__Material provided__.
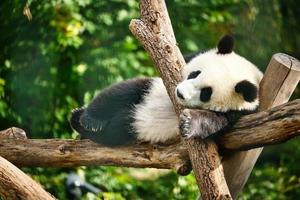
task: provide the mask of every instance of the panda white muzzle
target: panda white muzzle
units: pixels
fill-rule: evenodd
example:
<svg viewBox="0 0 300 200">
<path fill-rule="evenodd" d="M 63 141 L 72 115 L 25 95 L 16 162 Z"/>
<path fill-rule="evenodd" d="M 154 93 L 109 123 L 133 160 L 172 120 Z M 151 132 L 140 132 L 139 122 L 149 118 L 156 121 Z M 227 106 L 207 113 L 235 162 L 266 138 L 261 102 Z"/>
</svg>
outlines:
<svg viewBox="0 0 300 200">
<path fill-rule="evenodd" d="M 191 81 L 179 83 L 175 91 L 177 101 L 185 106 L 197 106 L 200 92 L 194 87 Z"/>
</svg>

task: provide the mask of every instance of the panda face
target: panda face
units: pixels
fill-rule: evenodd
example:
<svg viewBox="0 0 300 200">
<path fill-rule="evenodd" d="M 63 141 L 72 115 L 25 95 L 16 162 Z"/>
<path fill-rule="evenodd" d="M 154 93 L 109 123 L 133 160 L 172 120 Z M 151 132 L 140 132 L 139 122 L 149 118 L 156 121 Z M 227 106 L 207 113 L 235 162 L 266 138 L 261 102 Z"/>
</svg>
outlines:
<svg viewBox="0 0 300 200">
<path fill-rule="evenodd" d="M 199 54 L 187 64 L 175 91 L 178 102 L 219 112 L 256 109 L 262 73 L 234 52 L 219 52 Z"/>
</svg>

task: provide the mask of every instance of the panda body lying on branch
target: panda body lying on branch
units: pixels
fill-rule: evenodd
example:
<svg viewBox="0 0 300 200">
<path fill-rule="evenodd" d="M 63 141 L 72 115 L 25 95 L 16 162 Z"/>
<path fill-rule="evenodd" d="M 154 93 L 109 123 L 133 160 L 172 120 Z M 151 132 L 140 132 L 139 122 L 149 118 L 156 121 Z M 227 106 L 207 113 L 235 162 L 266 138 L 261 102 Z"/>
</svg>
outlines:
<svg viewBox="0 0 300 200">
<path fill-rule="evenodd" d="M 259 104 L 258 87 L 263 75 L 234 53 L 233 46 L 233 38 L 227 35 L 217 48 L 185 58 L 183 81 L 175 91 L 177 100 L 185 107 L 203 111 L 184 111 L 179 126 L 160 78 L 137 78 L 112 85 L 86 108 L 73 110 L 71 126 L 81 138 L 107 146 L 136 140 L 164 143 L 179 132 L 201 138 L 220 133 L 239 116 L 254 112 Z"/>
</svg>

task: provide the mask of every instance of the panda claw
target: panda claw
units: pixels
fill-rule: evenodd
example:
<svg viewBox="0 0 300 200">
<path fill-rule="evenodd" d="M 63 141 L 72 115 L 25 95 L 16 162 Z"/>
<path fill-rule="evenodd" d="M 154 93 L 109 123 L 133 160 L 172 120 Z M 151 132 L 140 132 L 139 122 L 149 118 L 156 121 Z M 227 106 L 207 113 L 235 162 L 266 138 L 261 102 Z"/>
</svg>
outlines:
<svg viewBox="0 0 300 200">
<path fill-rule="evenodd" d="M 179 129 L 180 134 L 184 138 L 190 138 L 190 125 L 191 125 L 191 116 L 188 109 L 183 110 L 182 114 L 180 115 L 180 123 Z"/>
<path fill-rule="evenodd" d="M 225 116 L 206 110 L 183 110 L 180 115 L 180 134 L 183 138 L 201 138 L 216 135 L 228 124 Z"/>
</svg>

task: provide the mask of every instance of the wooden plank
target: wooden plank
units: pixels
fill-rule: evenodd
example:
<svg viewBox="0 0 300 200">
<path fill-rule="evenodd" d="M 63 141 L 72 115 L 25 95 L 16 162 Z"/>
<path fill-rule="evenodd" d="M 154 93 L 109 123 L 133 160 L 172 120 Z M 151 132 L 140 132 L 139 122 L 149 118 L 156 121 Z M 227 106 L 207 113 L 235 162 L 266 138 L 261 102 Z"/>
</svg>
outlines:
<svg viewBox="0 0 300 200">
<path fill-rule="evenodd" d="M 260 83 L 260 110 L 287 102 L 299 79 L 299 61 L 286 54 L 275 54 Z M 225 178 L 234 199 L 247 182 L 261 152 L 262 148 L 258 148 L 224 157 Z"/>
</svg>

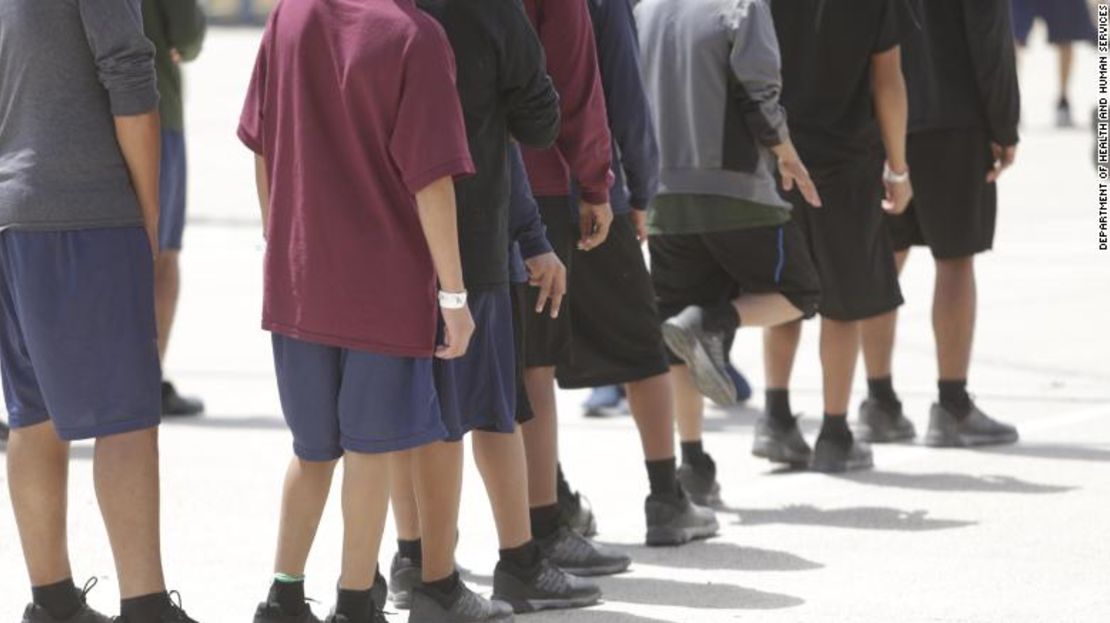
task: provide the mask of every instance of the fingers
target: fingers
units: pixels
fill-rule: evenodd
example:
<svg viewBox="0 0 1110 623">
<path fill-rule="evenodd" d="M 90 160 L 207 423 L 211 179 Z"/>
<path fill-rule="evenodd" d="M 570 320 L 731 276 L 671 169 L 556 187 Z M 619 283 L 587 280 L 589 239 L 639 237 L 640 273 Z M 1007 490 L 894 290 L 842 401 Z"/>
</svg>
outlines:
<svg viewBox="0 0 1110 623">
<path fill-rule="evenodd" d="M 551 286 L 551 318 L 554 320 L 559 317 L 559 311 L 563 309 L 563 297 L 567 293 L 567 271 L 565 268 L 560 268 L 556 271 L 554 279 L 552 279 Z M 540 310 L 543 311 L 542 309 Z"/>
<path fill-rule="evenodd" d="M 820 208 L 821 196 L 817 194 L 817 186 L 809 178 L 798 180 L 798 189 L 802 191 L 802 196 L 805 197 L 806 203 L 809 205 Z"/>
<path fill-rule="evenodd" d="M 593 228 L 590 232 L 583 230 L 582 240 L 578 243 L 578 248 L 583 251 L 593 251 L 600 247 L 609 237 L 609 226 L 612 225 L 612 218 L 602 216 L 593 219 Z"/>
<path fill-rule="evenodd" d="M 786 171 L 782 172 L 782 189 L 786 192 L 794 190 L 794 176 Z"/>
<path fill-rule="evenodd" d="M 583 251 L 589 251 L 593 247 L 587 248 L 590 237 L 593 236 L 594 230 L 597 228 L 597 223 L 594 220 L 593 212 L 583 212 L 578 219 L 578 248 Z"/>
<path fill-rule="evenodd" d="M 554 285 L 552 283 L 553 277 L 554 275 L 551 274 L 550 270 L 544 271 L 544 274 L 540 278 L 540 283 L 537 284 L 540 288 L 539 296 L 536 298 L 537 314 L 543 313 L 543 308 L 547 306 L 547 302 L 551 299 L 551 288 Z"/>
</svg>

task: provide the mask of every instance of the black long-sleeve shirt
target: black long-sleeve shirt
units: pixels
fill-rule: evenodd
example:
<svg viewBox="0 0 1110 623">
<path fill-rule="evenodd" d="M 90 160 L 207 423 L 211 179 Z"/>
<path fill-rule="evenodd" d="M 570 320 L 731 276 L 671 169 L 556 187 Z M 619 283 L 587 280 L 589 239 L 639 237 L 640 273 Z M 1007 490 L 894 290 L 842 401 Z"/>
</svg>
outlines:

__About this exercise__.
Would you count the lines of the listing above that hold the string "plank" and give only the resulting number?

__Answer to the exercise__.
2